--- Start TASK MATERIAL ---
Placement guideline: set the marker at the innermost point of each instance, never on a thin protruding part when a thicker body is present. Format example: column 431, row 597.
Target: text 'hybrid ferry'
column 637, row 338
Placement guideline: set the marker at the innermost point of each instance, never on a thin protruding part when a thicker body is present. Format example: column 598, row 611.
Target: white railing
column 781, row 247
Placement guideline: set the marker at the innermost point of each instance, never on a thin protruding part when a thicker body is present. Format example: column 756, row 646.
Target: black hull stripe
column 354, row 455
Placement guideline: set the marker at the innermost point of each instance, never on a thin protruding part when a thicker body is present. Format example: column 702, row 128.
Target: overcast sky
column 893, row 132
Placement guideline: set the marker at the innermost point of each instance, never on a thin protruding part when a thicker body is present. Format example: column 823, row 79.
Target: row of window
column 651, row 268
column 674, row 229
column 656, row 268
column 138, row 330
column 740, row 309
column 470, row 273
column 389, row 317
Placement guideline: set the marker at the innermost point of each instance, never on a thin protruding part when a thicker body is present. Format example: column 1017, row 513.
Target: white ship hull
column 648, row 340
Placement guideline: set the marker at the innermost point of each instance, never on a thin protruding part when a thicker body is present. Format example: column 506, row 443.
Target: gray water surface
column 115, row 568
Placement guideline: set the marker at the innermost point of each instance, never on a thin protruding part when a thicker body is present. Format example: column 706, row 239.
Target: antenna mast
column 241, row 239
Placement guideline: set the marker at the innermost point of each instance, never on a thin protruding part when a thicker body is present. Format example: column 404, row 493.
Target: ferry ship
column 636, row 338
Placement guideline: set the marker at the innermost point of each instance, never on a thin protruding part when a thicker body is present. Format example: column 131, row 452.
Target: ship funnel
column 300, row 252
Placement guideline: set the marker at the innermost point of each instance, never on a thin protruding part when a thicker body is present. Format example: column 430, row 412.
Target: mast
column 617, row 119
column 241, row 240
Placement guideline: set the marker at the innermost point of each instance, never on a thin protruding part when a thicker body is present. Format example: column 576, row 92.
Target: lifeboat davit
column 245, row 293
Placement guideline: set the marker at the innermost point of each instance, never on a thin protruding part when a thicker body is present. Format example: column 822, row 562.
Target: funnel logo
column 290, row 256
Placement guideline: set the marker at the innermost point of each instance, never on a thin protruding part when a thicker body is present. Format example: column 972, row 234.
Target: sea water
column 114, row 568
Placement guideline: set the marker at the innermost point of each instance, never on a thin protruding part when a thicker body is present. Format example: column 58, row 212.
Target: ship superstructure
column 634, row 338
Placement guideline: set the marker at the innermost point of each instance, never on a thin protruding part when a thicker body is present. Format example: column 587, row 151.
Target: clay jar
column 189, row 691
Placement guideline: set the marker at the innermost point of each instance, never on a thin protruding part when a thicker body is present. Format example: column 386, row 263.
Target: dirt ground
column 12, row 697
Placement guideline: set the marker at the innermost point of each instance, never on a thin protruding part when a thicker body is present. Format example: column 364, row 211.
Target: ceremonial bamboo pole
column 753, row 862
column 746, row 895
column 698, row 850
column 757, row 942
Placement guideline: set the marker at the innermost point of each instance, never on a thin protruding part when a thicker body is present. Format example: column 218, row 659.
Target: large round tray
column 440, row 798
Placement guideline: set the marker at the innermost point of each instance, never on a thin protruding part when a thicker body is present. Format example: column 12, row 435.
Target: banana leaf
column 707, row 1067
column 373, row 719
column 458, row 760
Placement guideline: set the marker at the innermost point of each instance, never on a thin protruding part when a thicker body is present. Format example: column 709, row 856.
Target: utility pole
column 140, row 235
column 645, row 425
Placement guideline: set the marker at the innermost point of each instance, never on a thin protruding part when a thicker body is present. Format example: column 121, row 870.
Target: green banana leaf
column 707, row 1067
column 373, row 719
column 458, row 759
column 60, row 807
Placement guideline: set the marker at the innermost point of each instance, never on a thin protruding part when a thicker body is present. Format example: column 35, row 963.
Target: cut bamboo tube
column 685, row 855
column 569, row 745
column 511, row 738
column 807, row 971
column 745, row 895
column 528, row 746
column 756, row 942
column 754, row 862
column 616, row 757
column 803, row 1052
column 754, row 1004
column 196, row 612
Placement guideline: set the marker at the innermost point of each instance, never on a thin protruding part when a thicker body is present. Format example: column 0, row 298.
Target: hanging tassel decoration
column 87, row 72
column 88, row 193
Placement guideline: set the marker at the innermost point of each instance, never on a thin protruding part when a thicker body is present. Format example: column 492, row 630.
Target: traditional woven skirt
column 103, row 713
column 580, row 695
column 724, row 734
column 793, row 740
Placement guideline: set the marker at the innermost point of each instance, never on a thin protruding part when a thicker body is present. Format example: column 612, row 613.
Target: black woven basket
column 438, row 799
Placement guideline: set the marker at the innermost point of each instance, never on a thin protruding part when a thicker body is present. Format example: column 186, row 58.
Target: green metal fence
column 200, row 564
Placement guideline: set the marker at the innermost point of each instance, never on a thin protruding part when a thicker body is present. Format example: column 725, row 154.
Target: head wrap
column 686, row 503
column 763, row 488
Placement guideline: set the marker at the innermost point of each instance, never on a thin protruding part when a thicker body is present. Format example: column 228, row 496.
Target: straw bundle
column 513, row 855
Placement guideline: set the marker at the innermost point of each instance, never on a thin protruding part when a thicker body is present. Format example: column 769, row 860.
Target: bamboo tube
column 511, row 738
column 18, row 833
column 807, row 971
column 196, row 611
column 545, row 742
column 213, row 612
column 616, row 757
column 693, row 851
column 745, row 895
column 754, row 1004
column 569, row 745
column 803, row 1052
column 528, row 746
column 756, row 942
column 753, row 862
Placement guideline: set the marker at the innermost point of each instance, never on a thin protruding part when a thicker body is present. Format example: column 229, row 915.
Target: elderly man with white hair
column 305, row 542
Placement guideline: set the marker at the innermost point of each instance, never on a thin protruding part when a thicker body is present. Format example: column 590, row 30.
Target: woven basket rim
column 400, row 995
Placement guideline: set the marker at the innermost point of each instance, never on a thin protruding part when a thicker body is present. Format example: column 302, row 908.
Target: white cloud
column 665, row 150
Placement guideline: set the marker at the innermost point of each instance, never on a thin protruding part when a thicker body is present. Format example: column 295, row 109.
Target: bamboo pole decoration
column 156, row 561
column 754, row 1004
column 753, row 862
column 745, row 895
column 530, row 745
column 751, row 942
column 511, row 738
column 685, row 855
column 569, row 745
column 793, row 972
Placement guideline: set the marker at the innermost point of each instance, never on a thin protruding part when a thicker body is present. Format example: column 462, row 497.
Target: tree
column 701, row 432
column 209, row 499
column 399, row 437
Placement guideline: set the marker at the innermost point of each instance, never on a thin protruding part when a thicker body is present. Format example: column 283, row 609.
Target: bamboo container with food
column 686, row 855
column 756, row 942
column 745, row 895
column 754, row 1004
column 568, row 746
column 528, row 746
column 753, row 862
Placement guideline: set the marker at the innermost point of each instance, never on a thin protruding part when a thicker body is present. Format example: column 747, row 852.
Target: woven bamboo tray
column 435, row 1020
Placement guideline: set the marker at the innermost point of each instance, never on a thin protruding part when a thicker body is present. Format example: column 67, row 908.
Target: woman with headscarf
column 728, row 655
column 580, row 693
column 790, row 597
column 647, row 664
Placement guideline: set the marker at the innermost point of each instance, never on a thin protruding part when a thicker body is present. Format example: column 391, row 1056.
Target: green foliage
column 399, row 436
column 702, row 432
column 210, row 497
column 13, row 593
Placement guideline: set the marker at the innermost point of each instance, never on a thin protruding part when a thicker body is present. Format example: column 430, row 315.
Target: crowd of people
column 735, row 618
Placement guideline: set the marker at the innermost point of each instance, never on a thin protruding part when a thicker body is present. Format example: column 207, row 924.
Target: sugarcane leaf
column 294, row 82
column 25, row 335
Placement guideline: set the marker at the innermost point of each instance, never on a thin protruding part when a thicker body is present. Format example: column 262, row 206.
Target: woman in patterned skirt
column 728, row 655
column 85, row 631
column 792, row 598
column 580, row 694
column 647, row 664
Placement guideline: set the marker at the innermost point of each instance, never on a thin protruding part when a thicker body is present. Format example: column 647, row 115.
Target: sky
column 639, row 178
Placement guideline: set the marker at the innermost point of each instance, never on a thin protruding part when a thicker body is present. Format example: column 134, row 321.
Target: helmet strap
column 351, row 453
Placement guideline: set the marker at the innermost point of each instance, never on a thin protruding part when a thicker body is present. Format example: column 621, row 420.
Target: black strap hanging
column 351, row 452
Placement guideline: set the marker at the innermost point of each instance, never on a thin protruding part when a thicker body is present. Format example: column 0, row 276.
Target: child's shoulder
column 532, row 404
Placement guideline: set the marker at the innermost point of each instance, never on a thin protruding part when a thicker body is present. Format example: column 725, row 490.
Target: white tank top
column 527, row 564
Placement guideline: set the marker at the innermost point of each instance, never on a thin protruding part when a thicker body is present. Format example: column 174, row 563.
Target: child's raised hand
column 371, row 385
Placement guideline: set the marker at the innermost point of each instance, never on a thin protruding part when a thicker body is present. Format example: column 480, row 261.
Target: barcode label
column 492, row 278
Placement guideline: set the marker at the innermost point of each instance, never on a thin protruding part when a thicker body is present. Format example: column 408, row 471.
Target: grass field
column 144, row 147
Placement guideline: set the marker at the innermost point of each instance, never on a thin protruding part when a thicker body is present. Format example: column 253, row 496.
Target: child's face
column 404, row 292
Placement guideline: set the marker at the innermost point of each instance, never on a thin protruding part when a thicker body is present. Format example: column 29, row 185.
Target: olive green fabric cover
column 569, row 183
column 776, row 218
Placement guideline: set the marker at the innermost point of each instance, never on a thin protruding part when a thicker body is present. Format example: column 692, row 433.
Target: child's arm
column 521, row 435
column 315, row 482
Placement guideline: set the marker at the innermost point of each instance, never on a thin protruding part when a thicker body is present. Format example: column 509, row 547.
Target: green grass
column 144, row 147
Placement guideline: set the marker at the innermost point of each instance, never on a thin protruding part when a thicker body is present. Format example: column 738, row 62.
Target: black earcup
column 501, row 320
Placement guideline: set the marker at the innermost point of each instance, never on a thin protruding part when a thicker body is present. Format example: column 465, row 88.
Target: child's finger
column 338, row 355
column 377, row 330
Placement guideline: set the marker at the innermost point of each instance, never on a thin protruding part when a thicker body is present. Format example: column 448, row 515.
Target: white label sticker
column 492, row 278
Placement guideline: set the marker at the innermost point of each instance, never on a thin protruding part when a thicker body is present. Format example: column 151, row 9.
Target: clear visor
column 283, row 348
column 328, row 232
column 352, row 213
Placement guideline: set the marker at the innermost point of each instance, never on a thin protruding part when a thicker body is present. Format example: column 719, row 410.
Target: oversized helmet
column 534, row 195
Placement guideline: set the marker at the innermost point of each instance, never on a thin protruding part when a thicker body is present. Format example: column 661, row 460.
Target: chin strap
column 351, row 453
--- End TASK MATERIAL ---
Lay out the data from the line containing "391, row 1056." through the line containing "column 13, row 593" as a numbered list, with both of those lines included and any blank lines left out.

1. Placement guideline: set the marker at the innermost point of each instance, never on a thin protruding part when a thicker body is present. Format example: column 391, row 1056.
2. Target: green foliage
3. column 399, row 436
4. column 702, row 432
5. column 210, row 497
6. column 13, row 593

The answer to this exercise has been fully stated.